Aim of the task:
Write what comes next in the Endiandra compressa article below, picking up after its final sentence.

Endiandra compressa, commonly known as whitebark or greenheart, is a rainforest tree in the Lauraceae family endemic to eastern Australia. It was first described in 1919 and has been given the conservation status of least concern.

==Description==
Endiandra compressa is a tree reaching 20 m tall with a trunk diameter of 75 cm. Buttress roots are often present, particularly on larger trees. The bark is pale or light grey. The leaves are simple (i.e. undivided) and are arranged alternately on the twigs; they are glossy green and measure up to 25 cm long and 9 cm wide, with 10–12 pairs of lateral veins either side of the midrib. Fragrant, creamy yellow flowers are borne on short panicles in the leaf axils, and they are very small—the tepals are about 2 mm wide and long.

The fruit is a drupe up to 7 cm long and 4 cm wide, black or bluish black in colour. It is mostly round, but laterally flattened (or compressed), hence the species name compressa, and it contains a single large seed about 5 cm long by 3 cm wide.

===Phenology===
Flowering occurs in the months of November to December, and fruit are seen from March to November.

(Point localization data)

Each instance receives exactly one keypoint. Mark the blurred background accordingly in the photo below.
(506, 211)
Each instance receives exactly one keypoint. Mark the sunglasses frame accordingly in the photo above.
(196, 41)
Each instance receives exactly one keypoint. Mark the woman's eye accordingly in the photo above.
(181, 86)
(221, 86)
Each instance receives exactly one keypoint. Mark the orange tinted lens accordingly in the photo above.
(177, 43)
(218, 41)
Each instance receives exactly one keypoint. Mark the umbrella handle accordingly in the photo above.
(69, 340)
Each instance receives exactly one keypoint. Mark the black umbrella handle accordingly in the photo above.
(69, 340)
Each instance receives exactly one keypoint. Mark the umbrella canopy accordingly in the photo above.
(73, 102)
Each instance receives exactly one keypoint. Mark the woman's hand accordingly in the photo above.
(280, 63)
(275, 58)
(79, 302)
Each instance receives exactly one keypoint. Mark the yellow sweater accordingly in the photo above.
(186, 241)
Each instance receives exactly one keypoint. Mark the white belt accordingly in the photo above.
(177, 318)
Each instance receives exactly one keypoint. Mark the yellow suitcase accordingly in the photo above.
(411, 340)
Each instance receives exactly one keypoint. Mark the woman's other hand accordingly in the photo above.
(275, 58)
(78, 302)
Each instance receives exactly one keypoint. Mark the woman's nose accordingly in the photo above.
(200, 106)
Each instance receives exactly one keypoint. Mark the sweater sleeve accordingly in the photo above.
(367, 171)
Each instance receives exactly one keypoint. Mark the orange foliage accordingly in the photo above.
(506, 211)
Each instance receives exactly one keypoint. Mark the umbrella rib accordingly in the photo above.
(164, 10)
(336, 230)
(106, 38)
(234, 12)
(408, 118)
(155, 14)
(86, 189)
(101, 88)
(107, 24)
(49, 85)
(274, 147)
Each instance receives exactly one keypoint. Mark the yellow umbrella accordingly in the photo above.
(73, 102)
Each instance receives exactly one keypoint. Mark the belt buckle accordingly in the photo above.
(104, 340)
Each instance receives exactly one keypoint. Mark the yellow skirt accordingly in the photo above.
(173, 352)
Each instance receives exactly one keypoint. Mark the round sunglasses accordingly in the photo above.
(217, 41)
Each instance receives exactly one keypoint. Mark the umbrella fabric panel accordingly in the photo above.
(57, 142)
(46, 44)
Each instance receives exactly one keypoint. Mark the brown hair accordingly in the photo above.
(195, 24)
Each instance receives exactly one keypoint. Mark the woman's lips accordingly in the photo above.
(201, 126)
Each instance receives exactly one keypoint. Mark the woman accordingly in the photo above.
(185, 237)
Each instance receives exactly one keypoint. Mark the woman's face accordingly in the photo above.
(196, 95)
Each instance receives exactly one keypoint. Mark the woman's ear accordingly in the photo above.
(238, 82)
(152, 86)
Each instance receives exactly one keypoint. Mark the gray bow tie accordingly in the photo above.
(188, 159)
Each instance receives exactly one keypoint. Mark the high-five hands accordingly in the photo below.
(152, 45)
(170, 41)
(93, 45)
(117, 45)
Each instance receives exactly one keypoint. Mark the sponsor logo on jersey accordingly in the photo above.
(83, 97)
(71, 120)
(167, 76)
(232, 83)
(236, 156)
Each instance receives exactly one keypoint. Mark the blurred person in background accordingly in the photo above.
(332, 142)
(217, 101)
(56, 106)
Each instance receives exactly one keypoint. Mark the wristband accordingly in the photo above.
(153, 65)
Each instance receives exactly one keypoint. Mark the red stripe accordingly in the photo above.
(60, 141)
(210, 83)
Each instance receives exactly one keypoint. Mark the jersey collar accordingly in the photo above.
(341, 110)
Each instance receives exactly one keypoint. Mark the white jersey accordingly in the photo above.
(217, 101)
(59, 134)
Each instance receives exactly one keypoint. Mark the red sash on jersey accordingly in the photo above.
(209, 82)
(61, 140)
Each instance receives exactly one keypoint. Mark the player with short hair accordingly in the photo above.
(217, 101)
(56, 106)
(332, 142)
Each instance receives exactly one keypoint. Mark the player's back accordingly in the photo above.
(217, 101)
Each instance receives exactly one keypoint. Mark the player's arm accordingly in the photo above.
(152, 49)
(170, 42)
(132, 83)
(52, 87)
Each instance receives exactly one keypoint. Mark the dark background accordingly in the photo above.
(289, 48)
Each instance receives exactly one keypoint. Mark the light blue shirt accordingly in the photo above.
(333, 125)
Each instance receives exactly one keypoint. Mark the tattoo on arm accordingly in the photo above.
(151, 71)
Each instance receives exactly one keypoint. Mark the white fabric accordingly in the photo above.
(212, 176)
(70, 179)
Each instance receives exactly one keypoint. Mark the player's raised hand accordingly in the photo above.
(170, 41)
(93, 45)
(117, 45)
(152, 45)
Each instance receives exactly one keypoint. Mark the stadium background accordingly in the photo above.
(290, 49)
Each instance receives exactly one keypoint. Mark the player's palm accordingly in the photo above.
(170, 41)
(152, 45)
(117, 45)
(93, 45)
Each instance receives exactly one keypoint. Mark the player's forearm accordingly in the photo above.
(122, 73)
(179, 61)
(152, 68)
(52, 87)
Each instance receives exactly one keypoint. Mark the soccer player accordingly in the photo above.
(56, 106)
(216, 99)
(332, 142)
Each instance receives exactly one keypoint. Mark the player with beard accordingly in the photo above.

Reply to the task:
==Taxonomy==
The species was first described in 1919 by the Australian botanist Cyril Tenison White, based on material collected near Imbil in southeastern Queensland by F.H. Weatherhead. It was published in the Queensland government's then-named Department of Agriculture and Stock's Botany Bulletin under the title Contributions to the Queensland flora.

==Distribution and habitat==
The natural distribution is from the Nambucca River in northeast New South Wales to Kutini-Payamu National Park, in Cape York Peninsula, Queensland. It grows in well developed rainforest on a variety of soil types, at altitudes from sea level to 450 m altitude.

==Conservation==
As of November 2024, this species has been assessed to be of least concern by the International Union for Conservation of Nature and by the Queensland Government under its Nature Conservation Act.

==Ecology==
The butterfly Chaetocneme porphyropis feeds on the leaves of this tree.